Session 3: Born Digital

  • Session 3: 1:30-12:20

    Born Digital

    Alice Prael, UMD Libraries

  • Categories of born digital media
    • Email
    • Websites
      • E-publications
      • Blogs
    • Legacy media
      • Floppy discs
    • Oral histories
    • Music
    • Art
    • Movies
    • Games
    • Code
  • How do we curate our own digital archives?
    • Social media profiles as primary sources
    • We don’t necessarily control what we are producing and that may disappear
  • Preservation of oral history
    • Can we adopt preservation procedures to other forms of history?
    • CDs and other forms of media don’t last as long as anticipated
    • Anna: “fallibility of CDs/DVDs”—what does this mean for information recording, storage, submission, transfer etc?
    • Ironically, the most long-lasting format is paper
      • Transcribe as quickly as possible; the thought of dating and migration and formatting is sometimes an obstacle
    • Limited grant funding for archives and large institutions
    • Sometimes people consent to having their interviews transcribed with the stipulation that no one sees the transcription—only hear the audio
    • Transcription software tends to be better for audio than video
    • Is a transcription considered a primary source if it is derived from audio?
      • How do we account for errors?
      • You lose data when you transcribe it—miss tonality, inflection, dialect, etc. Interpretation is required when you do that
    • There are problems with analog formats in any field lasting longer than digital formats
      • Constant migration of formats
  • Issues of discovery
    • “People’s minds don’t work the way databases are structured”-Glenn
    • How can data be reorganized for purposes of discovery?
  • Race against obsolescence—by the time something is digitized or preserved, the means of preservation will be obsolete
    • You can’t just save a file, you have to save the whole ecosystem
    • Virtual environments to simulate older operating systems
    • Emulation is another layer of artificiality, but can extend the half life
      • Software is pretending to be hardware but it can never perfectly copy what hardware can do
  • Is preserving 99% of the data better than migrating the data every 10 years?
    • Is using an emulator going to combat data loss?
    • What are acceptable preservation rates?

DATASET RECORDS |

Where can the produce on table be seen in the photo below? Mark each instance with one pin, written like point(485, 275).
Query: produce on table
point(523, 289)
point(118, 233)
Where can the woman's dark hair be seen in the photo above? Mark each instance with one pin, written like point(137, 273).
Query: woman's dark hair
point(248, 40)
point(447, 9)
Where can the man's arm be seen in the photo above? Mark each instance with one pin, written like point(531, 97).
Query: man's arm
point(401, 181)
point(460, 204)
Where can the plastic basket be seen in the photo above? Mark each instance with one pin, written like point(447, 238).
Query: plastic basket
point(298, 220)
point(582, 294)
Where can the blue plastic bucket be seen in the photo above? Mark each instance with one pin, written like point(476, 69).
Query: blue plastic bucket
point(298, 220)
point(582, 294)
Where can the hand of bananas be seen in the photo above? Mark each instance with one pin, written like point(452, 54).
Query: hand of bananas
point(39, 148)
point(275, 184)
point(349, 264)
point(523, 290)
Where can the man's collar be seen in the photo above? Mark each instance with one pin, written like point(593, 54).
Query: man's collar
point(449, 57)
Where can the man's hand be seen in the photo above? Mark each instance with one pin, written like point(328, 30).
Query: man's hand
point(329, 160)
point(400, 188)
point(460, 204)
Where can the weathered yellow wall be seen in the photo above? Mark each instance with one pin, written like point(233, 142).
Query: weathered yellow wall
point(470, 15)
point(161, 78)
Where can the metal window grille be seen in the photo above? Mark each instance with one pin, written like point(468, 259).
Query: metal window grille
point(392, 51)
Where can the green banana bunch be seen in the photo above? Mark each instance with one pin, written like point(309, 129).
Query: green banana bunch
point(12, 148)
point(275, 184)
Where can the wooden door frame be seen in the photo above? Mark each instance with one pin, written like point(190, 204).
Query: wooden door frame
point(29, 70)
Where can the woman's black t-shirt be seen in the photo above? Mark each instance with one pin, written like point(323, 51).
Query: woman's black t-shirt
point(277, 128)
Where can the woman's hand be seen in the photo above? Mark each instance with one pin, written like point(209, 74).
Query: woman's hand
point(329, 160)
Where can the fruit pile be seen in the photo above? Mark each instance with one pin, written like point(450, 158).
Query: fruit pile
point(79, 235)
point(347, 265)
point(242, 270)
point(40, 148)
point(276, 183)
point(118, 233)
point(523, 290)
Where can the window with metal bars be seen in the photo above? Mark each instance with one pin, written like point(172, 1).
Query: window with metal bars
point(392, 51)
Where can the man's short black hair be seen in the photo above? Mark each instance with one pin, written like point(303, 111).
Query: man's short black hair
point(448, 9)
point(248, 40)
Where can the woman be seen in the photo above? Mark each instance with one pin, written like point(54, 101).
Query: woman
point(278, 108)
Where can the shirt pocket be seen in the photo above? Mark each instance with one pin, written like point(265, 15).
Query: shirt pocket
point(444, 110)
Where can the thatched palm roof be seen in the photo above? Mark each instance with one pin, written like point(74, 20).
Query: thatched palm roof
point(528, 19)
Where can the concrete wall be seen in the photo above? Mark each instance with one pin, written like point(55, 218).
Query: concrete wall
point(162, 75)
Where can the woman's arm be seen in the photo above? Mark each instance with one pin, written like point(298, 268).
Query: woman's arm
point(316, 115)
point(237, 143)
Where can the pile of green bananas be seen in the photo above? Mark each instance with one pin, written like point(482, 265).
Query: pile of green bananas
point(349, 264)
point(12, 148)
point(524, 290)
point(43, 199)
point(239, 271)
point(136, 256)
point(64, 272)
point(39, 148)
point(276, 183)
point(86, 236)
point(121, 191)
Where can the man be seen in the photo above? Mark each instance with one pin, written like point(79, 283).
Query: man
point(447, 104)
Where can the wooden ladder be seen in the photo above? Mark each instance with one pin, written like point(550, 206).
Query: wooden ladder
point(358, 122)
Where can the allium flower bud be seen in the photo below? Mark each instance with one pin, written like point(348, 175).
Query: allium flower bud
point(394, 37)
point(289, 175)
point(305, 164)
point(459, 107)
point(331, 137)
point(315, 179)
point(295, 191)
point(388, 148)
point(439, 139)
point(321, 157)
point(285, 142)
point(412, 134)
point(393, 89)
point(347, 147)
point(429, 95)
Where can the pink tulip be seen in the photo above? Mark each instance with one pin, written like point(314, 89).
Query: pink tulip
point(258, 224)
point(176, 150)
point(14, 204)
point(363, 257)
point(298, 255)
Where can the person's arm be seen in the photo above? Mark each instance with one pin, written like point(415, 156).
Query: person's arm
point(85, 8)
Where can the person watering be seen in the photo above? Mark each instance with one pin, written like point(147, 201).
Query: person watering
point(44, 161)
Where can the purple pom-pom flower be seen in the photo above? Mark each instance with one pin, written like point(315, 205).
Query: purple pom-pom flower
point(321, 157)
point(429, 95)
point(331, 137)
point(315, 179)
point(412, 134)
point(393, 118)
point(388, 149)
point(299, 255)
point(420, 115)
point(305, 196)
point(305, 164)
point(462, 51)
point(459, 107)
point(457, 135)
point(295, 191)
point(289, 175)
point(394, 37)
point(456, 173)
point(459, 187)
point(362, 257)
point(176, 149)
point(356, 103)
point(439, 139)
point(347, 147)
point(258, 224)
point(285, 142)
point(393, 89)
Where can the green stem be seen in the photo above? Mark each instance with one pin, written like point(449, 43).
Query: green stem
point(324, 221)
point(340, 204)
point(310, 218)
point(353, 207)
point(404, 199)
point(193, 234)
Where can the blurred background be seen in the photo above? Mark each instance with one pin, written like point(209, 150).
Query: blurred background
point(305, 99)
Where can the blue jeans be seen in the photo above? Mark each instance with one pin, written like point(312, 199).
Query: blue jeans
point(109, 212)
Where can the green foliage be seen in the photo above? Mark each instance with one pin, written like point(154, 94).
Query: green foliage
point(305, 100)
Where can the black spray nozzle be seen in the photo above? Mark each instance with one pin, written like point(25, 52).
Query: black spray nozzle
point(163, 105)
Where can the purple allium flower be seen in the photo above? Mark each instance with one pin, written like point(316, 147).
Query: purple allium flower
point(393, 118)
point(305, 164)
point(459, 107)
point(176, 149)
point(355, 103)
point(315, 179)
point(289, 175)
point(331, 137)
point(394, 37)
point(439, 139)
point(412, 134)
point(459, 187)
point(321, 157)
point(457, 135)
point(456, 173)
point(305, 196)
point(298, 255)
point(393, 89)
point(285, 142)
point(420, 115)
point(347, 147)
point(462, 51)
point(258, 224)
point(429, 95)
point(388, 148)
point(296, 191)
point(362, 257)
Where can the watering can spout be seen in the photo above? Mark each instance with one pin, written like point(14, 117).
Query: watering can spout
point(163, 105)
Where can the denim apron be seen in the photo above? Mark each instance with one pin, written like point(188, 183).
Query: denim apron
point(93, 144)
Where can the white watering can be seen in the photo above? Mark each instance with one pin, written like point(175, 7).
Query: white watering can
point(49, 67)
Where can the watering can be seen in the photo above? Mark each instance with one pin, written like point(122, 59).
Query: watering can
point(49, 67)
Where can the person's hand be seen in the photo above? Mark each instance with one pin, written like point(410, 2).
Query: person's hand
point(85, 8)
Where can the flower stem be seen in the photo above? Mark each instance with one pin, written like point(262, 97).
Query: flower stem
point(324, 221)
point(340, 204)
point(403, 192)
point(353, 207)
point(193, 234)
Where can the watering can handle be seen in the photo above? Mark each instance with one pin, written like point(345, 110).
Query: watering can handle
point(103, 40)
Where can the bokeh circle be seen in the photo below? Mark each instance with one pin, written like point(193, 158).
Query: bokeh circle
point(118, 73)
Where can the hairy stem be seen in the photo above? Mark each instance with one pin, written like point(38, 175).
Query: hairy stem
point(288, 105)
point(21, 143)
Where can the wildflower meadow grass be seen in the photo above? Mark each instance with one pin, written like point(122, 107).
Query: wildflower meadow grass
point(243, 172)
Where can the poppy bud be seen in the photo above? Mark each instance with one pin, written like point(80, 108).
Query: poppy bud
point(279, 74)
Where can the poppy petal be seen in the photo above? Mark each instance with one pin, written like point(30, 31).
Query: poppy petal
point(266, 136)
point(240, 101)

OBJECTIVES |
(a) List every person named in the born digital session notes.
(b) Which format do the born digital session notes call the most long-lasting?
(c) Please resume the born digital session notes after their final bullet.
The records have nothing to do with the born digital session notes.

IN RESPONSE |
(a) Alice Prael, Anna, Glenn

(b) Paper.

(c)
      • Illusion of what the rate should be based on letter writing habits of earlier generations
      • Juxtaposition of being able to keep much less of much more material
    • Cost-benefit analysis
  • LOC National Digital Stewardship Group
    • Project now being outsourced?
  • How does globalization affect digital information?
    • It’s easier to disseminate and reproduce information
    • CERN has so much digital storage that they said they would hold all of the records of the EU government
      • BUT they’re not performing any kind of curation! Oh no!
  • Is it really necessary to digitize everything?
    • Even ephemera from years ago are still sources of information about the past—historians can find value in anything
      • Does this mean we have to preserve all of our ephemera today?
    • Documentation is disappearing in rush to meet quotas
    • We need things digitized at a quick rate but people don’t want to pay for labor
    • Government obligations? Security and trust?
      • What is the responsibility of information professionals?
      • Deleting emails—malicious?
    • Emails present issues of appraisal—what’s important and institutional?
      • Who has time to sort through emails?
    • Archivists believe different things to be important—curation is subjective
  • What gets preserved is inherently a political act
    • Is it anybody’s job to preserve the Internet?
    • Robots.text files
    • How, if at all, can we trust people to appraise and preserve digital records?
  • We’d be horrified about smashing artifacts or burning books, why not deleting digital records?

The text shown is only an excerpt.